[Исходный документ]
"""

К книге
А. С. Грибоедов в воспоминаниях современниковСтраница 20
31%
Страница 20
20

Говорят также, что Грибоедова "выгораживал" будто бы Ивановский [11]. Никак не могу понять, каким образом это могло быть! Ивановский и Бруевич были чиновниками канцелярии Следственной комиссии, но и за ними самими строго наблюдал обер–аудитор (по фамилии, кажется, Попов). По крайней мере, я знаю случай, что когда Ивановский, оставшись с одним обвиняемым, приведенным на очную ставку и дожидавшимся в канцелярии, пока члены комитета пошли закусывать (закуска была от двора), выдумал было вступить в разговор с этим обвиняемым, то обер-аудитор немедленно и резко сказал ему, что он не имеет права разговаривать с находящимся под следствием, и пошел в ту же минуту доложить о том членам комиссии. Тот же час пришел Чернышев, произошла весьма бурная сцена, и Ивановскому пришлось оправдываться.

"""

[Условие задания]
Верните приведенный выше исходный документ полностью, слово в слово, ничего не меняя.

[Сохранённые строки]
"""

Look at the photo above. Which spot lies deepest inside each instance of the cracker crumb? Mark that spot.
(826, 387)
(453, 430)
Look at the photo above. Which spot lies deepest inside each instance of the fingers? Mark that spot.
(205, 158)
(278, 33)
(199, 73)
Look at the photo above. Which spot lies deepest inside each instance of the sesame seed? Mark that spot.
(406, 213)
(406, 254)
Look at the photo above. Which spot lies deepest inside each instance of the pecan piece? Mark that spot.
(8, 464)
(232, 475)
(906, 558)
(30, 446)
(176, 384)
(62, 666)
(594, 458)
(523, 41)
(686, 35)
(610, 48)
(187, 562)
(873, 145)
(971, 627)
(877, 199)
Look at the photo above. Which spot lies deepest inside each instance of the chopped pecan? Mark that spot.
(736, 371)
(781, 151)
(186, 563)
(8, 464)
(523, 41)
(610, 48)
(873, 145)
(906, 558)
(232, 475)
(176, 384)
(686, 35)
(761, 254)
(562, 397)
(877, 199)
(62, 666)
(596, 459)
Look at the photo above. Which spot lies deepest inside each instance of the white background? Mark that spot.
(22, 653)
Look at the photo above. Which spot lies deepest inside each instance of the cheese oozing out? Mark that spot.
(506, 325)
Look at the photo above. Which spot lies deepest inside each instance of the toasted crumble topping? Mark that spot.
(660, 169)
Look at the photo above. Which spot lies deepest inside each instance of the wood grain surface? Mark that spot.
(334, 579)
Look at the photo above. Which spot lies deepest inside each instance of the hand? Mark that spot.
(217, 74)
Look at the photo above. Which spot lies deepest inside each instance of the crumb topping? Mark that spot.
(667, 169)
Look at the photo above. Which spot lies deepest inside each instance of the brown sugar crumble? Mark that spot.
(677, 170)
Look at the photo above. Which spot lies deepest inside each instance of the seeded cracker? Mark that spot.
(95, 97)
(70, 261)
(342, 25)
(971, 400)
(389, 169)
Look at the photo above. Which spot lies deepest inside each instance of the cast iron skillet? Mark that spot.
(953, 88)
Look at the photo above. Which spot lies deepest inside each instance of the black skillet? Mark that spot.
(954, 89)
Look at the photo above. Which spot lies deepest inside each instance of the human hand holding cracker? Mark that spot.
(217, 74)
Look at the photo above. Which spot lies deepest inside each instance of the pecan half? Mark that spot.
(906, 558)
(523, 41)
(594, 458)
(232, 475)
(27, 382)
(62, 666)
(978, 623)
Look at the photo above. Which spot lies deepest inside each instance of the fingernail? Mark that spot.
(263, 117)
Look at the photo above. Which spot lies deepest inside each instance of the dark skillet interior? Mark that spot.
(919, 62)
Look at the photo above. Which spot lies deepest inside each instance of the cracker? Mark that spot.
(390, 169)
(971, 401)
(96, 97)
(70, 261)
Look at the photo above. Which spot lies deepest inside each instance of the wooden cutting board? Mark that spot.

"""

[Ответ к задаче]
К книге
А. С. Грибоедов в воспоминаниях современниковСтраница 20
31%
Страница 20
20

Говорят также, что Грибоедова "выгораживал" будто бы Ивановский [11]. Никак не могу понять, каким образом это могло быть! Ивановский и Бруевич были чиновниками канцелярии Следственной комиссии, но и за ними самими строго наблюдал обер–аудитор (по фамилии, кажется, Попов). По крайней мере, я знаю случай, что когда Ивановский, оставшись с одним обвиняемым, приведенным на очную ставку и дожидавшимся в канцелярии, пока члены комитета пошли закусывать (закуска была от двора), выдумал было вступить в разговор с этим обвиняемым, то обер-аудитор немедленно и резко сказал ему, что он не имеет права разговаривать с находящимся под следствием, и пошел в ту же минуту доложить о том членам комиссии. Тот же час пришел Чернышев, произошла весьма бурная сцена, и Ивановскому пришлось оправдываться.